» **CONSEGNA**:
Trascrivi senza modifiche il brano del testo sulla dottoressa Lucia Acquadro che inizia con "Lucia Acquadro racconterà" e termina con "portata a casa.".

» **TESTO FORNITO**:
■ ■ ■ ■ ■ ■ ■
Lucia Acquadro racconterà la sua esperienza venerdì sera, 17 giugno, nella biblioteca di Pollone, durante una serata organizzata con Emergency. Uno dei tanti appuntamenti con cui il medico biellese vuole far conoscere quanto ha vissuto. Già 10 giorni fa aveva partecipato a una serata simile, alla caffetteria LuogoComune di Cittadellarte, dove si è registrato il tutto esaurito. Tantissimi i biellesi che hanno raggiunto la Fondazione Pistoletto per sentire i suoi racconti, vedere diapositive e filmati, sentirla parlare dell’Afghanistan. Perché, quando Lucia Acquadro parla della sua esperienza a Kabul, lascia trasparire una pace interiore, senza dubbio la più grande ricchezza che si è portata a casa.
Nata e cresciuta nel Biellese, ora vive a Pollone. Laureata in medicina nel 1982, tre anni più tardi si è specializzata in anestesia e rianimazione, poi ha subito iniziato a lavorare sui mezzi dell’elisoccorso. «Sono stata anche medico della delegazione biellese del Soccorso alpino - racconta - ho lavorato prima in ospedale ad Aosta e poi a Biella, dove sono medico rianimatore».
«Sono partita per l’Afghanistan il 6 gennaio e sono rimasta tre mesi - spiega -. Ero responsabile dell’unità di terapia intensiva e del servizio di anestesia». A Kabul c’è la guerra. Fuori dall’ospedale mine e bombe, dentro una piccola oasi di pace e speranza. «Nella struttura di Emergency - racconta ancora - ho trovato un’altissima professionalità degli operatori locali, medici e infermieri afgani. La grande competenza del personale è uno dei fiori all’occhiello e degli obiettivi raggiunti di Emergency. Il reparto di cui ero responsabile ha otto posti letto, tutti dotati di respiratore meccanico e di un sistema di monitoraggio completo delle funzioni vitali. C’è un’unica Tac, che viene adibita gratuitamente alle necessità dei pazienti».
■ ■ ■ ■ ■ ■ ■
» **DATI FORNITI**:
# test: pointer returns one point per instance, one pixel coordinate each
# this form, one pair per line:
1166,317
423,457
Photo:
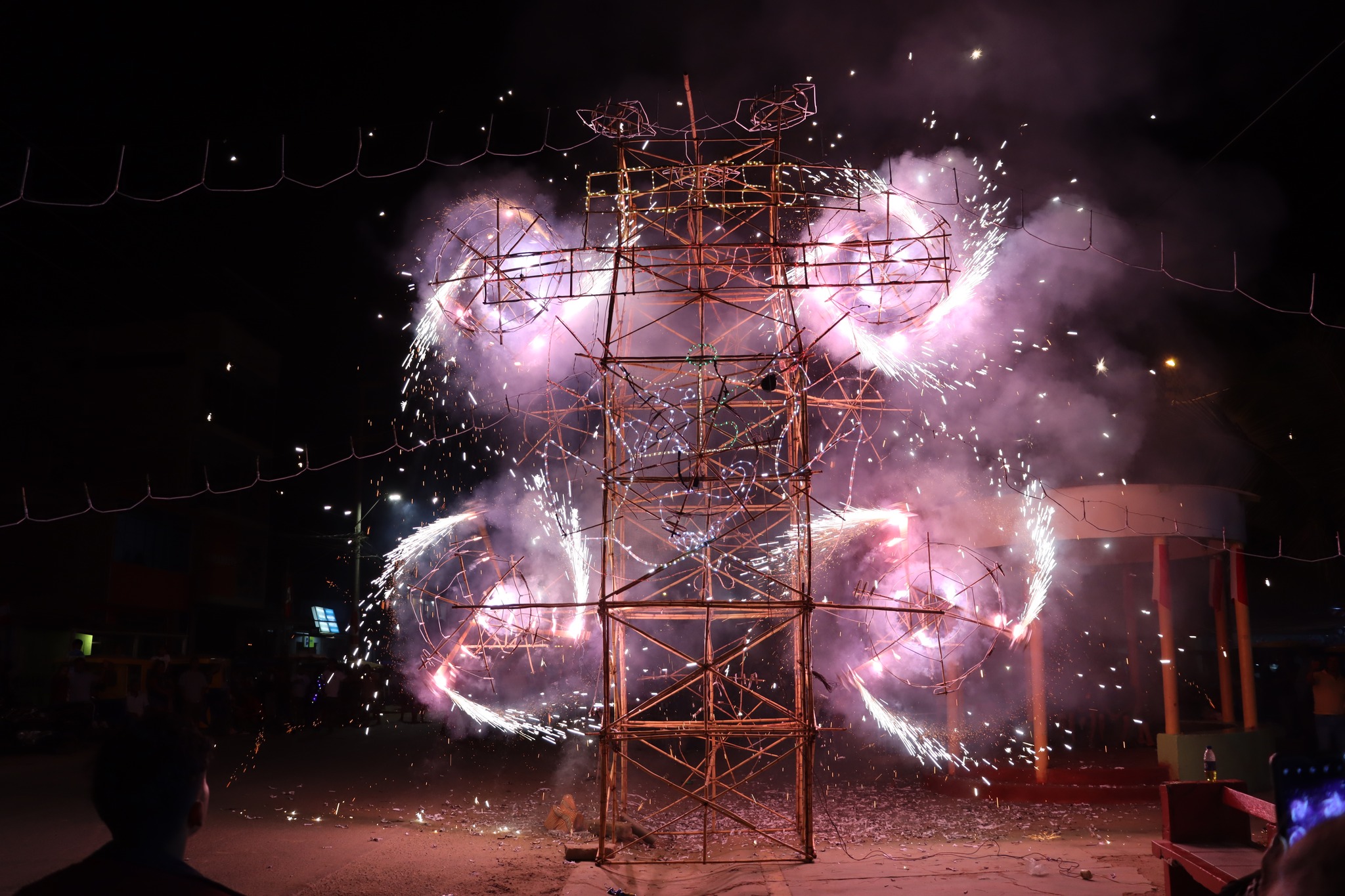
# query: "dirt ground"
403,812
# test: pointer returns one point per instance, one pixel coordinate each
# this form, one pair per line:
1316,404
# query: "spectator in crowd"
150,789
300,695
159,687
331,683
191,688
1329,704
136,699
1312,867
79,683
■ ■ ■ ■ ■ ■ ■
» **RISPOSTA**:
Lucia Acquadro racconterà la sua esperienza venerdì sera, 17 giugno, nella biblioteca di Pollone, durante una serata organizzata con Emergency. Uno dei tanti appuntamenti con cui il medico biellese vuole far conoscere quanto ha vissuto. Già 10 giorni fa aveva partecipato a una serata simile, alla caffetteria LuogoComune di Cittadellarte, dove si è registrato il tutto esaurito. Tantissimi i biellesi che hanno raggiunto la Fondazione Pistoletto per sentire i suoi racconti, vedere diapositive e filmati, sentirla parlare dell’Afghanistan. Perché, quando Lucia Acquadro parla della sua esperienza a Kabul, lascia trasparire una pace interiore, senza dubbio la più grande ricchezza che si è portata a casa.